**WRITTEN PROBLEM**: Render all of the data below as a Markdown table with the columns Number and Line, giving each non-blank line its own numbered row in order. Leave the pictures out of the table.

**ENTRIES**:
+--

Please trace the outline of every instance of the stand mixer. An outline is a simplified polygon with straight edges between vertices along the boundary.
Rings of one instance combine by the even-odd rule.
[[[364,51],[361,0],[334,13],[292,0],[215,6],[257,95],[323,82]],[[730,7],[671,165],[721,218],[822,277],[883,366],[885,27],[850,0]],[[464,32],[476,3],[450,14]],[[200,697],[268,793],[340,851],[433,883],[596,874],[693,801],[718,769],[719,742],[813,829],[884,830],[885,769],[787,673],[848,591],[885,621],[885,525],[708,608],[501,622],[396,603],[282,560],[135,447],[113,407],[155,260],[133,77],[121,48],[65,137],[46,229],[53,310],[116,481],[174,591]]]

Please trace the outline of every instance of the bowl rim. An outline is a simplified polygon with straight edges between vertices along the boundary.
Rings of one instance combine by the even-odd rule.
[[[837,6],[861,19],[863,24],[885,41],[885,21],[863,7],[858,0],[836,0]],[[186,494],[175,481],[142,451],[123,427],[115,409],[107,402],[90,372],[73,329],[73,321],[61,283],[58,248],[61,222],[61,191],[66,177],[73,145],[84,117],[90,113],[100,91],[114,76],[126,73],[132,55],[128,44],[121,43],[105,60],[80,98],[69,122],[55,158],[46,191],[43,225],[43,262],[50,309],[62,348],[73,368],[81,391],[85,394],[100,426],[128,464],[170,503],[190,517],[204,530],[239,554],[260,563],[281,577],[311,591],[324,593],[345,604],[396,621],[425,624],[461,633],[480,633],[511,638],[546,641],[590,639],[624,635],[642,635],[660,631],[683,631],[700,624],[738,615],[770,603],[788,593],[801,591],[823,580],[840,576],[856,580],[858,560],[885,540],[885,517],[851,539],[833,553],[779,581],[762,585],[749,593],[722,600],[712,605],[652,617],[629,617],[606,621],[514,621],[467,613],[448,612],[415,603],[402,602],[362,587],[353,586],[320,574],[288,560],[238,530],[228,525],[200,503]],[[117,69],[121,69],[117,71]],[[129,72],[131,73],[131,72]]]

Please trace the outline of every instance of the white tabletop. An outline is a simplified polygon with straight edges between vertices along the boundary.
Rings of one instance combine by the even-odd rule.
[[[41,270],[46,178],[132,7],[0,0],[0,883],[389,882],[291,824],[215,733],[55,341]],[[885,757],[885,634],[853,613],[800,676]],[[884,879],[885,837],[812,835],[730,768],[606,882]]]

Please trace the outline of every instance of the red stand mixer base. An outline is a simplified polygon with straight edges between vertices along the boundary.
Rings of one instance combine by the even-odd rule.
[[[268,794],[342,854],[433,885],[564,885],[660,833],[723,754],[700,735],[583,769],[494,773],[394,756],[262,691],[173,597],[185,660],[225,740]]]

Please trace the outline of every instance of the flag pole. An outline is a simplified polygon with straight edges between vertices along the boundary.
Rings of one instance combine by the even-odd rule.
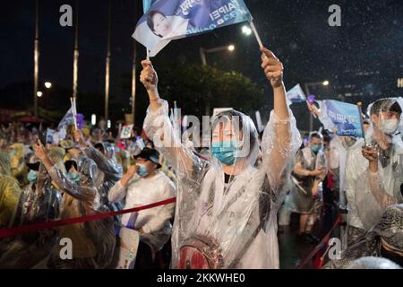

+--

**SOLUTION BELOW**:
| Number | Line |
|---|---|
| 1 | Please trace the outline of every instance of the stand mixer. An outline is a simplified polygon with straight edges between vertices along the boundary. |
| 2 | Rings of one instance combine by the even-odd rule. |
| 3 | [[[364,51],[361,0],[334,13],[292,0],[215,6],[257,95],[323,82]],[[730,7],[671,165],[721,218],[822,277],[883,366],[885,27],[850,0]],[[464,32],[476,3],[450,14]],[[200,697],[268,793],[340,851],[433,883],[596,874],[693,801],[718,769],[719,742],[813,829],[884,830],[885,769],[787,673],[848,591],[885,621],[885,525],[708,608],[501,622],[396,603],[282,560],[135,447],[113,407],[155,260],[133,77],[121,48],[65,137],[46,229],[53,310],[116,481],[174,591]]] |
| 4 | Please trace the outline of every instance of the bowl rim. An outline is a simplified polygon with straight edges between vertices along the boundary. |
| 5 | Rings of one instance combine by the even-odd rule. |
| 6 | [[[837,6],[861,19],[863,24],[885,41],[885,21],[863,7],[858,0],[836,0]],[[186,494],[175,481],[142,451],[123,427],[115,409],[107,402],[90,372],[73,329],[73,321],[61,283],[58,248],[61,222],[61,191],[66,177],[73,145],[84,117],[90,113],[100,91],[114,76],[126,73],[132,55],[128,44],[121,43],[105,60],[80,98],[69,122],[55,158],[46,191],[43,225],[43,262],[50,309],[62,348],[73,368],[81,391],[85,394],[100,426],[128,464],[170,503],[190,517],[204,530],[239,554],[260,563],[281,577],[311,591],[324,593],[345,604],[396,621],[425,624],[461,633],[480,633],[511,638],[546,641],[590,639],[624,635],[642,635],[660,631],[683,631],[700,624],[738,615],[770,603],[788,593],[801,591],[823,580],[840,576],[856,580],[858,560],[885,540],[885,517],[851,539],[833,553],[779,581],[762,585],[749,593],[722,600],[712,605],[652,617],[629,617],[606,621],[514,621],[467,613],[448,612],[415,603],[402,602],[362,587],[353,586],[320,574],[288,560],[238,530],[228,525],[200,503]],[[117,69],[121,69],[117,71]],[[129,72],[131,73],[131,72]]] |
| 7 | Please trace the outline of every instance of the white tabletop. An outline is a simplified polygon with straight edges between vertices along the boundary. |
| 8 | Rings of one instance combine by the even-odd rule. |
| 9 | [[[41,270],[46,178],[132,7],[0,0],[0,883],[389,882],[291,824],[215,733],[55,341]],[[885,757],[885,634],[853,613],[800,676]],[[884,879],[885,837],[812,835],[730,768],[606,882]]] |
| 10 | Please trace the outline of every instance of the red stand mixer base. An outline is a simplified polygon with straight edges between vertices along the boundary. |
| 11 | Rings of one instance combine by the even-odd rule. |
| 12 | [[[268,794],[342,854],[433,885],[564,885],[660,833],[723,754],[700,735],[583,769],[494,773],[394,756],[262,691],[173,597],[185,660],[225,740]]] |
| 13 | Please trace the outline of every instance of the flag pole. An outline is a simplified polygon with straight edges between vertices along the boundary. |
| 14 | Rings of one instance combine by the even-odd rule. |